**DATA SUPPLIED**
BEGIN

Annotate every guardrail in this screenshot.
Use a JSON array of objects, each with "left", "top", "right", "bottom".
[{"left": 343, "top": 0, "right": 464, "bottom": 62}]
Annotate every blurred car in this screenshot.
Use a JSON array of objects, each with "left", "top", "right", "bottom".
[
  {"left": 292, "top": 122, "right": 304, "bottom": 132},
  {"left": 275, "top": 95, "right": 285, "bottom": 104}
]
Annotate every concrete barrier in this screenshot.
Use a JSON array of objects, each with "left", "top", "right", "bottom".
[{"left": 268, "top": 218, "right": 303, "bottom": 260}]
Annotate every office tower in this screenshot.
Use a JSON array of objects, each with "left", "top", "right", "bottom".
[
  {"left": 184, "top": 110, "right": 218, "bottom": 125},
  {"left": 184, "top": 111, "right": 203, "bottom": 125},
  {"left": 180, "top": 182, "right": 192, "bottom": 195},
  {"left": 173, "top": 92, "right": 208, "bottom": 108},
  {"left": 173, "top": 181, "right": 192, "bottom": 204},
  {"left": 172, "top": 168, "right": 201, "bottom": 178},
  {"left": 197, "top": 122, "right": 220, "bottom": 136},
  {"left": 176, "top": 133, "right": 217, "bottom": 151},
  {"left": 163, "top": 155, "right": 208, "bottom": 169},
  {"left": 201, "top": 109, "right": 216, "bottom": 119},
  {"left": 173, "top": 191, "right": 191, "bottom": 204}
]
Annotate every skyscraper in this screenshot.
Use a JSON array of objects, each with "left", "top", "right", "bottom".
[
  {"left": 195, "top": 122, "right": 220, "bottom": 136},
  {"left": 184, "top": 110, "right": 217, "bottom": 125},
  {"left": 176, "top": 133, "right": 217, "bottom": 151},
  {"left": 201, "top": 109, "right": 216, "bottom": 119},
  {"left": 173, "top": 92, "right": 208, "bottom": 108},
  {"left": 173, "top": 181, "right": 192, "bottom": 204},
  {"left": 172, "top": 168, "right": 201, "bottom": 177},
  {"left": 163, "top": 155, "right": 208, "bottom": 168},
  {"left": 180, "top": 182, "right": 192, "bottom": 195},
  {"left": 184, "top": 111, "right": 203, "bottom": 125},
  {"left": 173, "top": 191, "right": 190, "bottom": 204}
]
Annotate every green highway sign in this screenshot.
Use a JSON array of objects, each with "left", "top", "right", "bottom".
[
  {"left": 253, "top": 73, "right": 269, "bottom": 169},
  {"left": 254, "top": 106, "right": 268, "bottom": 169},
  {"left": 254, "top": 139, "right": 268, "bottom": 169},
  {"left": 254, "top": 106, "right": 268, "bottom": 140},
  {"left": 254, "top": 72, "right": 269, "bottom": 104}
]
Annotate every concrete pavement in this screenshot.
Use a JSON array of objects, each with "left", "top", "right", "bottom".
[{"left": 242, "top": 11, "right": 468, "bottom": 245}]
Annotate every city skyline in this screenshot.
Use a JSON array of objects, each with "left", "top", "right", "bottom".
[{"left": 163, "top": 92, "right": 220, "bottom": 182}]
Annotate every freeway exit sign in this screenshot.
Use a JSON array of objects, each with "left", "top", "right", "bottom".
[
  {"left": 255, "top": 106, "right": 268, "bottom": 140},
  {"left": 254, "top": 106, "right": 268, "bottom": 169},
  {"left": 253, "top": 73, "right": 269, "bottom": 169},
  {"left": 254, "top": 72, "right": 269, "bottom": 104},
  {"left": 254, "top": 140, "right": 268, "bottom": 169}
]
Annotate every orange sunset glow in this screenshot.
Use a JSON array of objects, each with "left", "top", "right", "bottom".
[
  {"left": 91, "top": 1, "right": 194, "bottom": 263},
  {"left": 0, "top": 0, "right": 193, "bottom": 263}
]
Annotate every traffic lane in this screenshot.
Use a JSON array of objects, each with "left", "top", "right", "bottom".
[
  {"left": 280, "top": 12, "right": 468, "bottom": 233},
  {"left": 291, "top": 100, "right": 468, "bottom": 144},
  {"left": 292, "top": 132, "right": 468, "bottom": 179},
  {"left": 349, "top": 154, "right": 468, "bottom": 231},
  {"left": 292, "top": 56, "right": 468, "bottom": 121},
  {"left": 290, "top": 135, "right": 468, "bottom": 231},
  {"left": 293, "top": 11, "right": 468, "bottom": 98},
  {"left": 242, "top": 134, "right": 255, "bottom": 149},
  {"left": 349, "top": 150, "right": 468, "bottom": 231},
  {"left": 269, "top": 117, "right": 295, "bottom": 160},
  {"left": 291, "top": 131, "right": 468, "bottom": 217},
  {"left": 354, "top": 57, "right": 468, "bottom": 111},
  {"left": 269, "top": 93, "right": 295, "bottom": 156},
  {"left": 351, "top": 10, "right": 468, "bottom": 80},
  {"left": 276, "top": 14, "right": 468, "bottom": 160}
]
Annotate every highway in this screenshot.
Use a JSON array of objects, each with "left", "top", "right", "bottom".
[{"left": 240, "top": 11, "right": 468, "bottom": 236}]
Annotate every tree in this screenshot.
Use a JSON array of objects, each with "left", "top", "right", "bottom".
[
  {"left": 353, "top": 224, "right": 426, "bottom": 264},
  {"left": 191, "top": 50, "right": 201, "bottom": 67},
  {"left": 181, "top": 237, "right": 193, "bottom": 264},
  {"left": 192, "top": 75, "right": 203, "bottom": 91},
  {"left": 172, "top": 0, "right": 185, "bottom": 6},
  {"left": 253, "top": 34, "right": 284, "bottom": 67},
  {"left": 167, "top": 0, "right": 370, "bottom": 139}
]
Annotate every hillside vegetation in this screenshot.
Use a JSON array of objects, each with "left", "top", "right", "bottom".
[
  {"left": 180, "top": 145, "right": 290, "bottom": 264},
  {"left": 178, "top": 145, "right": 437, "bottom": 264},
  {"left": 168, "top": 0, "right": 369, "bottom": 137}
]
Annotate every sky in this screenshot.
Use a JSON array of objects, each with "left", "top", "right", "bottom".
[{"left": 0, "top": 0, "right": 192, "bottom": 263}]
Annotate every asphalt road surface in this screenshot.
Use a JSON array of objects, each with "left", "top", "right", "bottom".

END

**WHAT YOU SHOULD DO**
Begin with the line above that has "Annotate every traffic" and continue through the line that has "Annotate every hillside", setting each one down exactly. Stop there.

**TASK SOLUTION**
Annotate every traffic lane in this screenshot.
Use a JSON array of objects, each with "left", "top", "right", "bottom".
[
  {"left": 280, "top": 12, "right": 468, "bottom": 233},
  {"left": 291, "top": 100, "right": 468, "bottom": 144},
  {"left": 292, "top": 132, "right": 468, "bottom": 179},
  {"left": 349, "top": 154, "right": 468, "bottom": 231},
  {"left": 292, "top": 56, "right": 468, "bottom": 121},
  {"left": 290, "top": 135, "right": 468, "bottom": 231},
  {"left": 293, "top": 11, "right": 468, "bottom": 98},
  {"left": 242, "top": 134, "right": 255, "bottom": 149},
  {"left": 349, "top": 150, "right": 468, "bottom": 231},
  {"left": 269, "top": 117, "right": 295, "bottom": 160},
  {"left": 291, "top": 131, "right": 468, "bottom": 217},
  {"left": 354, "top": 57, "right": 468, "bottom": 111},
  {"left": 269, "top": 93, "right": 295, "bottom": 156},
  {"left": 351, "top": 10, "right": 468, "bottom": 80},
  {"left": 276, "top": 14, "right": 468, "bottom": 160}
]
Annotate every highway in this screenshot.
Use a JSON array of objects, each with "left", "top", "right", "bottom".
[{"left": 240, "top": 11, "right": 468, "bottom": 236}]
Annotate every tree in this screenshot.
Use a JSON array of objects, each with "left", "top", "right", "bottom".
[
  {"left": 353, "top": 224, "right": 426, "bottom": 264},
  {"left": 191, "top": 50, "right": 201, "bottom": 67},
  {"left": 181, "top": 237, "right": 193, "bottom": 264},
  {"left": 192, "top": 75, "right": 203, "bottom": 91},
  {"left": 172, "top": 0, "right": 185, "bottom": 6},
  {"left": 253, "top": 34, "right": 284, "bottom": 67},
  {"left": 167, "top": 0, "right": 370, "bottom": 139}
]
Annotate every hillside vegetation in this screenshot.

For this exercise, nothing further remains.